=== Text segment ===

I have pandas code which works perfectly.
import pandas as pd
courses_df = pd.DataFrame(
[
["Jay", "MS"],
["Jay", "Music"],
["Dorsey", "Music"],
["Dorsey", "Piano"],
["Mark", "MS"],
],
columns=["Name", "Course"],
)
pandas_df_json = (
courses_df.groupby(["Name"])
.apply(lambda x: x.drop(columns="Name").to_json(orient="records"))
.reset_index(name="courses_json")
)
But when I convert the dataframe to Dask and try the same operation.
from dask import dataframe as dd
df = dd.from_pandas(courses_df, npartitions=2)
df.groupby(["Name"]).apply(lambda x: x.to_json(orient="records")).reset_index(
name="courses_json"
).compute()
And the error i get is
UserWarning: `meta` is not specified, inferred from partial data. Please provide `meta` if the result is unexpected.
Before: .apply(func)
After: .apply(func, meta={'x': 'f8', 'y': 'f8'}) for dataframe result
or: .apply(func, meta=('x', 'f8')) for series result
df.groupby(["Name"]).apply(lambda x: x.to_json(orient="records")).reset_index(
---------------------------------------------------------------------------
TypeError Traceback (most recent call last)
Input In [37], in <module>
1 from dask import dataframe as dd
3 df = dd.from_pandas(courses_df, npartitions=2)
----> 4 df.groupby(["Name"]).apply(lambda x: x.drop(columns="Name").to_json(orient="records")).reset_index(
5 name="courses_json"
6 ).compute()
TypeError: _Frame.reset_index() got an unexpected keyword argument 'name'
My expected output from dask and pandas should be same that is
Name courses_json
0 Dorsey [{"Course":"Music"},{"Course":"Piano"}]
1 Jay [{"Course":"MS"},{"Course":"Music"}]
2 Mark [{"Course":"MS"}]
How do i achieve this in dask ?
My try so far
from dask import dataframe as dd
df = dd.from_pandas(courses_df, npartitions=2)
df.groupby(["Name"]).apply(
lambda x: x.drop(columns="Name").to_json(orient="records")
).compute()
UserWarning: `meta` is not specified, inferred from partial data. Please provide `meta` if the result is unexpected.
Before: .apply(func)
After: .apply(func, meta={'x': 'f8', 'y': 'f8'}) for dataframe result
or: .apply(func, meta=('x', 'f8')) for series result
df.groupby(["Name"]).apply(
Out[57]:
Name
Dorsey [{"Course":"Piano"},{"Course":"Music"}]
Jay [{"Course":"MS"},{"Course":"Music"}]
Mark [{"Course":"MS"}]
dtype: object
I want to pass in a meta arguement and also want the second column
to have a meaningful name like courses_json
CodePudding user response:
For the meta
warning, Dask is expecting you to specify the column datatypes for the result. It's optional, but if you do not specify this it's entirely possible that Dask may infer faulty datatypes. One partition could for example be inferred as an int
type and another as a float
. This is particularly the case for sparse datasets. See the docs page for more details:
https://docs.dask.org/en/stable/generated/dask.dataframe.DataFrame.apply.html
This should solve the warning:
from dask import dataframe as dd
df = dd.from_pandas(courses_df, npartitions=2)
new_df = df.groupby(["Name"]).apply(
lambda x: x.drop(columns="Name").to_json(orient="records"),
meta=("Name", "O")
).to_frame()
# rename columns
new_df.columns = ["courses_json"]
# use numeric int index instead of name as in the given example
new_df = new_df.reset_index()
new_df.compute()
The result of your computation is a dask Series, not a Dataframe. This is why you need to use numpy types here (https://www.w3schools.com/python/numpy/numpy_data_types.asp). It consists of an index and a value. And you're not directly able to name the second column without converting it back to a dataframe using the .to_frame()
method.

=== Dataset extract ===

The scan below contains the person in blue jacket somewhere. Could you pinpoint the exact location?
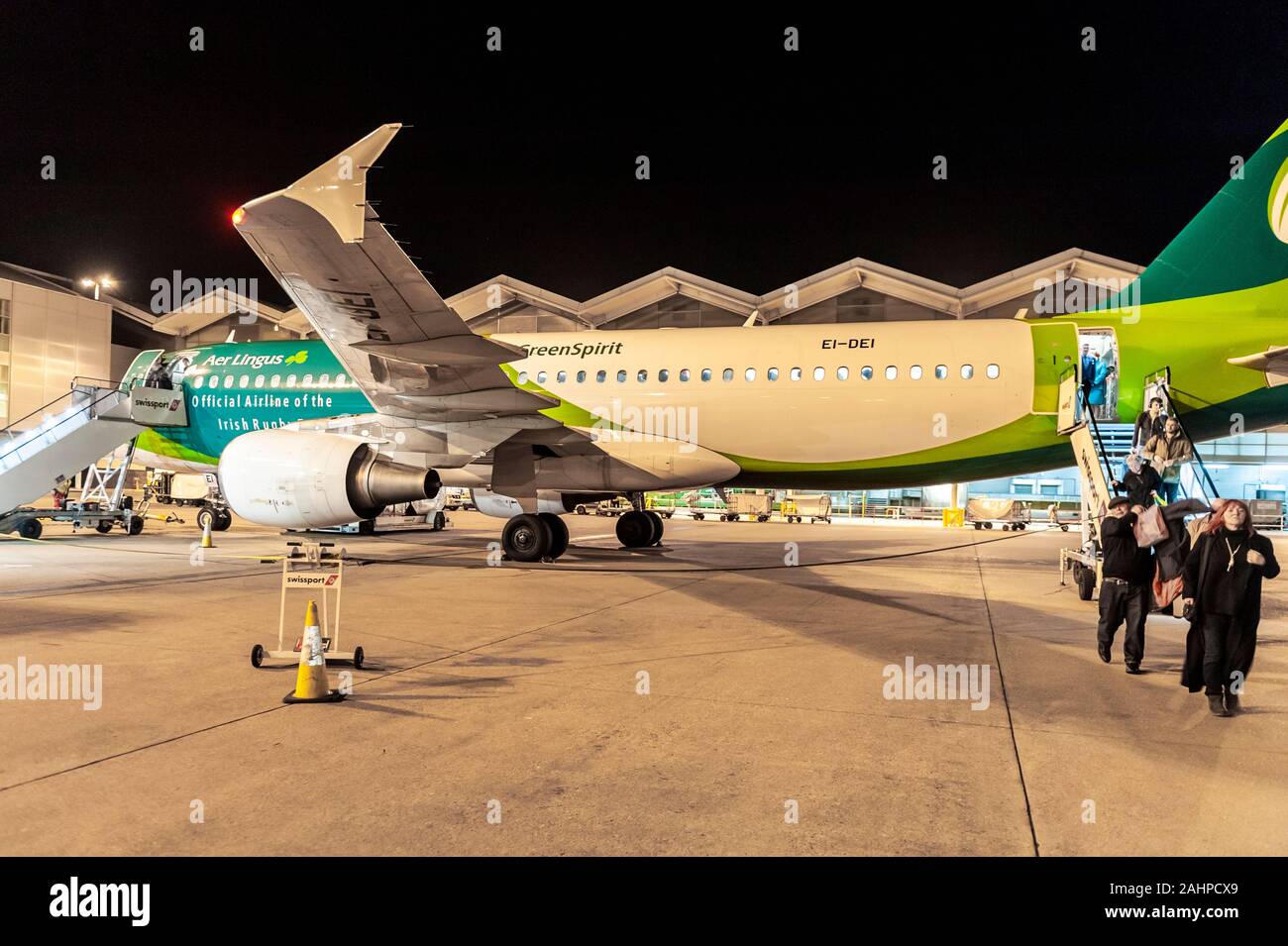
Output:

===

What to do ::
a - In the Dask groupby thread, which method must convert the result back to a dataframe before the second column can be named?
b - From the Dask groupby thread, return the stretch from "# rename columns" through "using the .to_frame()", copied verbatim.
The lines have no role in this work.

Responses in order ::
a - The .to_frame() method.

b -
# rename columns
new_df.columns = ["courses_json"]
# use numeric int index instead of name as in the given example
new_df = new_df.reset_index()
new_df.compute()
The result of your computation is a dask Series, not a Dataframe. This is why you need to use numpy types here (https://www.w3schools.com/python/numpy/numpy_data_types.asp). It consists of an index and a value. And you're not directly able to name the second column without converting it back to a dataframe using the .to_frame()